● Text passage
Last 3 Days Before
FACT Exam — Your
Survival Playbook
Everything you must do, study, and avoid in the 72 hours leading up to 30th May 2026.
FACT Plus: Afternoon Session — 2:30 PM to 4:30 PM on the same day. Both exams are at NFSU Delhi Campus (LNJN NICFS), Ministry of Home Affairs. This guide covers the critical 72-hour window. Read it fully.
Three days is all you have left. This isn't the time to learn new topics — it's time to consolidate, recall, and sharpen. Aspirants who perform exceptionally in the final stretch are those who stop accumulating information and start retrieving it. This guide tells you exactly what to do, hour by hour, across Day 3 (27 May), Day 2 (28 May), and Day 1 (29 May), so that on Day 0 — 30 May — you walk into that examination hall in command.
The Forensic Aptitude and Calibre Test (FACT), administered by NFSU Delhi Campus (LNJN NICFS) under the Ministry of Home Affairs, consists of 120 MCQs — 50 in Section A (Forensic Aptitude, compulsory) and 70 in Section B (your chosen elective). There is no negative marking, which means every unattempted question is a lost mark. You must attempt all 120.
Day 3 is your last full-intensity study day. The goal is to get every major topic under your belt through rapid revision — not deep study. Go wide, not deep. Cover everything once.

● Required work
**a.** According to the FACT exam guide, how many MCQs make up the FACT, and how are they split?
**b.** Please retype the FACT exam guide between "Last 3 Days" and "Read it fully.", inclusive.
The data after this point comes from a separate source.

● Data extract
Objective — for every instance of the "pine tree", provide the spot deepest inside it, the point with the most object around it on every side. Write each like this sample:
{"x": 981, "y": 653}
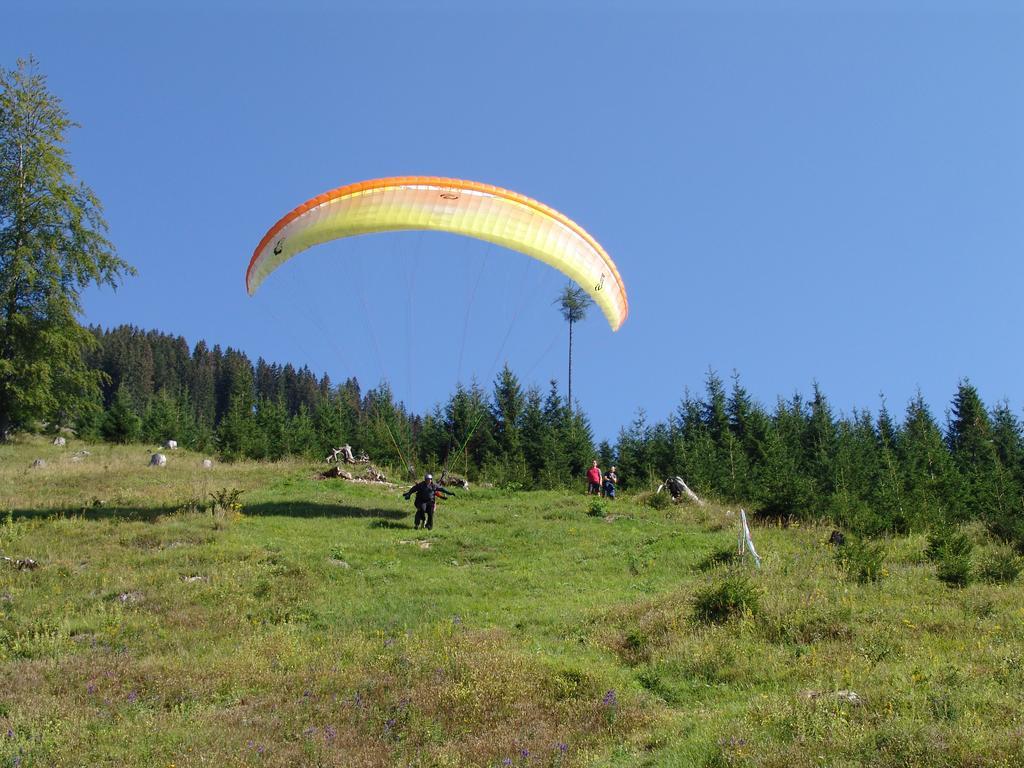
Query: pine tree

● Task-by-task outputs
**a.** 120 MCQs: 50 in Section A (Forensic Aptitude) and 70 in Section B (the chosen elective).

**b.**
Last 3 Days Before
FACT Exam — Your
Survival Playbook
Everything you must do, study, and avoid in the 72 hours leading up to 30th May 2026.
FACT Plus: Afternoon Session — 2:30 PM to 4:30 PM on the same day. Both exams are at NFSU Delhi Campus (LNJN NICFS), Ministry of Home Affairs. This guide covers the critical 72-hour window. Read it fully.